* **PROBLEM STATEMENT**
Which lines in the material below contain the word "chimney"? Show each of those lines in full.

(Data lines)
____
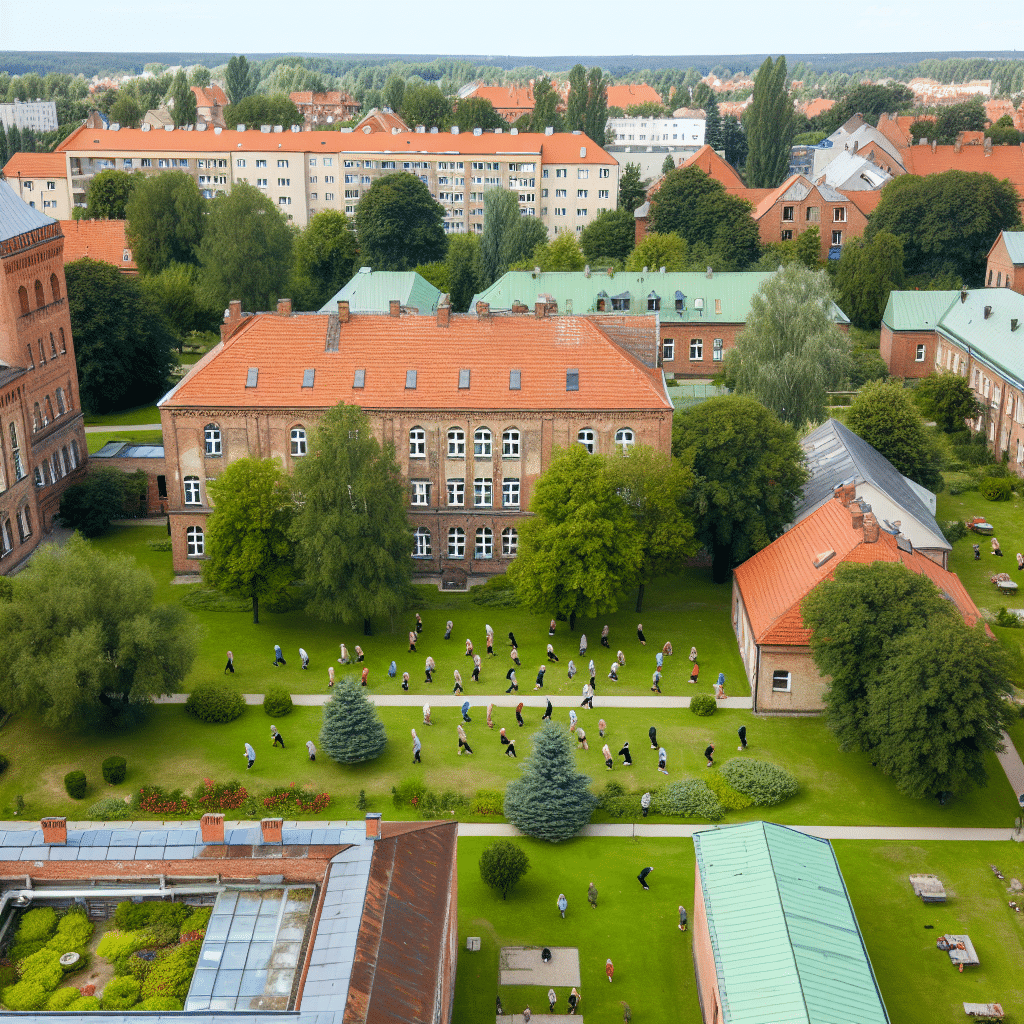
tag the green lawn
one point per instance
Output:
(918, 981)
(637, 930)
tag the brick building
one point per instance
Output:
(474, 406)
(768, 589)
(42, 439)
(355, 924)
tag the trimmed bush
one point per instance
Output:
(704, 705)
(120, 993)
(115, 769)
(765, 783)
(216, 705)
(689, 798)
(278, 702)
(75, 783)
(110, 809)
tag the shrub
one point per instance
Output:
(765, 783)
(704, 705)
(689, 798)
(120, 993)
(75, 783)
(216, 705)
(115, 769)
(996, 488)
(110, 809)
(278, 702)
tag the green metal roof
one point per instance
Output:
(786, 945)
(916, 310)
(578, 292)
(372, 292)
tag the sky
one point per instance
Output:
(585, 28)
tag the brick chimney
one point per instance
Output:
(271, 829)
(54, 832)
(212, 826)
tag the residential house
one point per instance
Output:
(837, 458)
(352, 923)
(775, 936)
(769, 587)
(1006, 262)
(697, 315)
(474, 406)
(42, 439)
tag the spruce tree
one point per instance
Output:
(550, 800)
(352, 730)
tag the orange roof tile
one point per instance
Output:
(774, 582)
(561, 147)
(283, 347)
(102, 240)
(36, 165)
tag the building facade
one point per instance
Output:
(562, 177)
(473, 404)
(42, 438)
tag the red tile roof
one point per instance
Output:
(283, 347)
(102, 240)
(774, 582)
(36, 165)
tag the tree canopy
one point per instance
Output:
(791, 353)
(399, 224)
(122, 345)
(248, 541)
(946, 221)
(353, 542)
(85, 643)
(749, 472)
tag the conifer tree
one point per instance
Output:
(551, 800)
(352, 730)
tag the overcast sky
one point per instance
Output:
(585, 28)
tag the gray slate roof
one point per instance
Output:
(836, 455)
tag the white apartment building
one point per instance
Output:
(563, 178)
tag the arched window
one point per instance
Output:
(481, 443)
(196, 542)
(421, 543)
(510, 444)
(457, 443)
(457, 542)
(510, 542)
(211, 433)
(484, 542)
(417, 443)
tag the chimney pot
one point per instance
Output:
(212, 826)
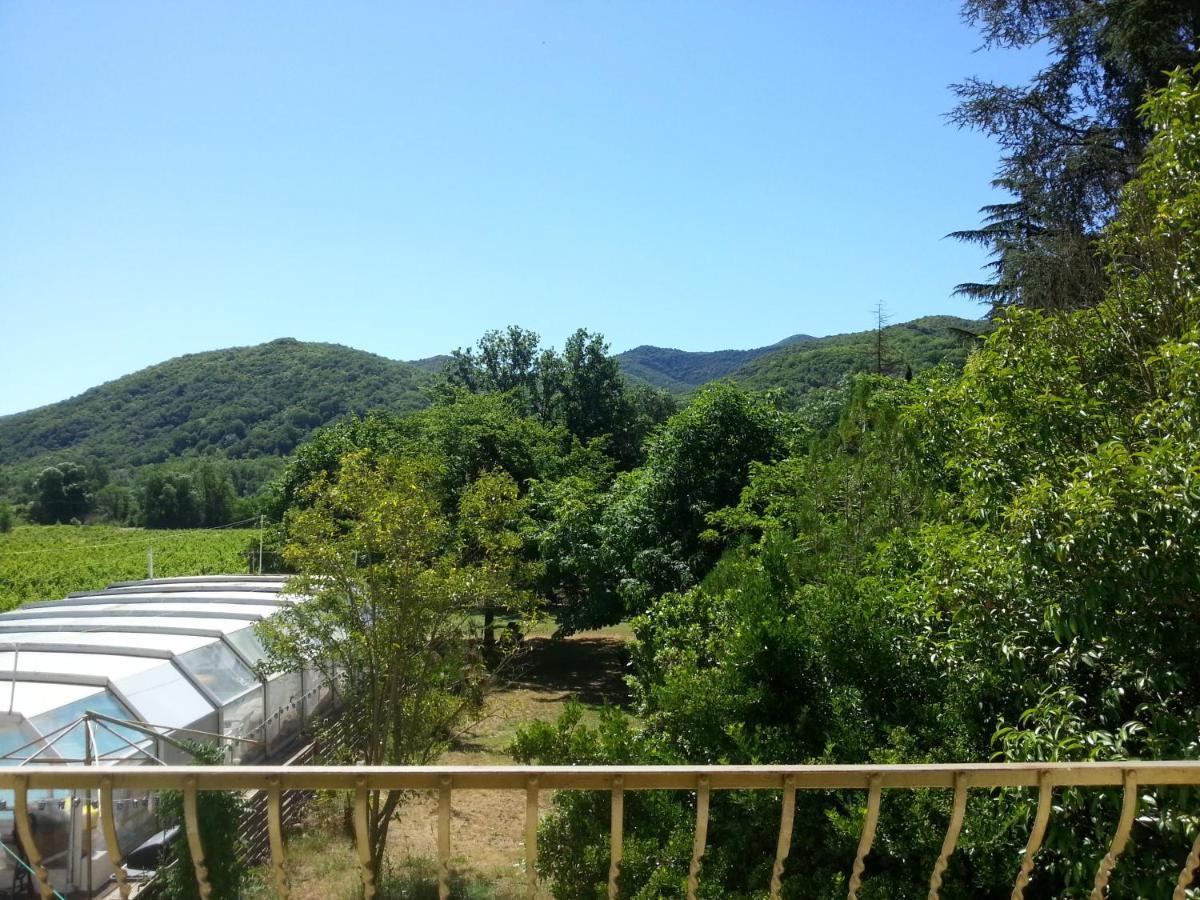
____
* **RESULT OF THE EXERCISE**
tag the brick chimney
tag the chimney pot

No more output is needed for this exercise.